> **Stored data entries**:
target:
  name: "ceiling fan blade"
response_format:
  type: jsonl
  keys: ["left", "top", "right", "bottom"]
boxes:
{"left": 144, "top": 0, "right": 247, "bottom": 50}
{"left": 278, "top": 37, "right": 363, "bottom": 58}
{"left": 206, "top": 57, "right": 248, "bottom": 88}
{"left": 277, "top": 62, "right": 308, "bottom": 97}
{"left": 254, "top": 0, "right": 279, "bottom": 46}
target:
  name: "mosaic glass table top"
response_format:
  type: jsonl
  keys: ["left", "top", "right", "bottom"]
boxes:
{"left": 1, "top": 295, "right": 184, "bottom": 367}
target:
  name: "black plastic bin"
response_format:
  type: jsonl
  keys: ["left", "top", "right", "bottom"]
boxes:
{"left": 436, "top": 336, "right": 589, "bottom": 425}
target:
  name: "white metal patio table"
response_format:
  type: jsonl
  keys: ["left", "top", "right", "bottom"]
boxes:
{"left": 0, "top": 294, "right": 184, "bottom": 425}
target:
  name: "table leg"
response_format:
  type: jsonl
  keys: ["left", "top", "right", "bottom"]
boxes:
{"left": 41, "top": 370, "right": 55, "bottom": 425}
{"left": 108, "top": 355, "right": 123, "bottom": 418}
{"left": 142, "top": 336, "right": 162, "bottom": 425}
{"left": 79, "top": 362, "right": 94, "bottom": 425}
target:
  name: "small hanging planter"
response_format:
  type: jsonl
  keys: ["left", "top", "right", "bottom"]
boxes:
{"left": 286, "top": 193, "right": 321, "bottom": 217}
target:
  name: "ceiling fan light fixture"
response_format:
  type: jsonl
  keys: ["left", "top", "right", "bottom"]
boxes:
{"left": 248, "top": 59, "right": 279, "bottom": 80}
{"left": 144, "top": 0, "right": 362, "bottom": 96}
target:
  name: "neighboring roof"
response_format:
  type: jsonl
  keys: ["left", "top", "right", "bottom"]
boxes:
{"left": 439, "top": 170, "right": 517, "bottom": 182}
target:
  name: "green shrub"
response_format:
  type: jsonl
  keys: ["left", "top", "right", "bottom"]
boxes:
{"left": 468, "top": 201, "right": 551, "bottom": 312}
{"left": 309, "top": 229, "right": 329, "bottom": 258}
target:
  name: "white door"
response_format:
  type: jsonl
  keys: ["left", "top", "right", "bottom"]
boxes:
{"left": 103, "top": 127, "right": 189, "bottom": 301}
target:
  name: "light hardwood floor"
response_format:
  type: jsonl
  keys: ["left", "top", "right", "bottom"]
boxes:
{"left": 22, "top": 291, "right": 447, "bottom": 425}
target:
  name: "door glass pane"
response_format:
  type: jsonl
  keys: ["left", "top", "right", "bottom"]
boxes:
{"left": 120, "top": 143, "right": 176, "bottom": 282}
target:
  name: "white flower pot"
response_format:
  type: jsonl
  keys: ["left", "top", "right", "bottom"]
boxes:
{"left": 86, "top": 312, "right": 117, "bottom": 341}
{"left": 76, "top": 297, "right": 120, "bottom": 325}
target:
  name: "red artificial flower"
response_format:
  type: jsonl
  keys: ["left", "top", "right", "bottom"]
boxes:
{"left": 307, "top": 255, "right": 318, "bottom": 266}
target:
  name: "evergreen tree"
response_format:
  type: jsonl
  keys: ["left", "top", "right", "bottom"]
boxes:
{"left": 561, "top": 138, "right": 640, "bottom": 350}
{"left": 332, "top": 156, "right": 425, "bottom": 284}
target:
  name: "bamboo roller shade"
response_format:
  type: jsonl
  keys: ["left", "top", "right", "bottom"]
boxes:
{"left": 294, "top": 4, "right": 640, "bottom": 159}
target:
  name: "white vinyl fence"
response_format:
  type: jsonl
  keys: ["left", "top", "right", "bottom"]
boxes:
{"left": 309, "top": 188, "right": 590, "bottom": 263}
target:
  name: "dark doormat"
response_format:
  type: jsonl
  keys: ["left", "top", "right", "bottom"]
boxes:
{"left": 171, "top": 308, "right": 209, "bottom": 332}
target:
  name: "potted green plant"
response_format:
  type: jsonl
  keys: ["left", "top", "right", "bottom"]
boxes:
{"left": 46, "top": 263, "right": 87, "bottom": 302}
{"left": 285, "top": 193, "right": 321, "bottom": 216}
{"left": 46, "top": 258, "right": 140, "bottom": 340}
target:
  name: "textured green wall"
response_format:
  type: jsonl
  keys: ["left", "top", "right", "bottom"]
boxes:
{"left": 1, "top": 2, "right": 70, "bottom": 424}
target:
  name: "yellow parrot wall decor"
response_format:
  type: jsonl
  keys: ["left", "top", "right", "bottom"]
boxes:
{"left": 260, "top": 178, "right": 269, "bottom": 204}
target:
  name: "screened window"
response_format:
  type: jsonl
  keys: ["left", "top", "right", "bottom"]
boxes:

> **Required work**: Report each line of the data in which "glass" occurs.

> **Solution to the exercise**:
  name: "mosaic glass table top"
  name: "door glass pane"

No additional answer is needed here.